■ ACTION ITEM
With the pictures omitted, transcribe each line below exactly as it is.

○ ○ ○ ○ ○ ○ ○

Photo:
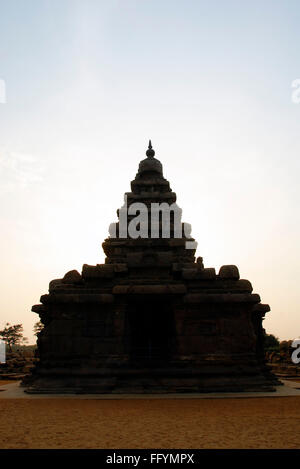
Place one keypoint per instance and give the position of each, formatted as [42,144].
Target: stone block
[73,276]
[229,272]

○ ○ ○ ○ ○ ○ ○

■ WRITTEN RESPONSE
Photo:
Place one keypoint per instance and give the position of each, formatted as [42,144].
Target: stone block
[73,276]
[229,272]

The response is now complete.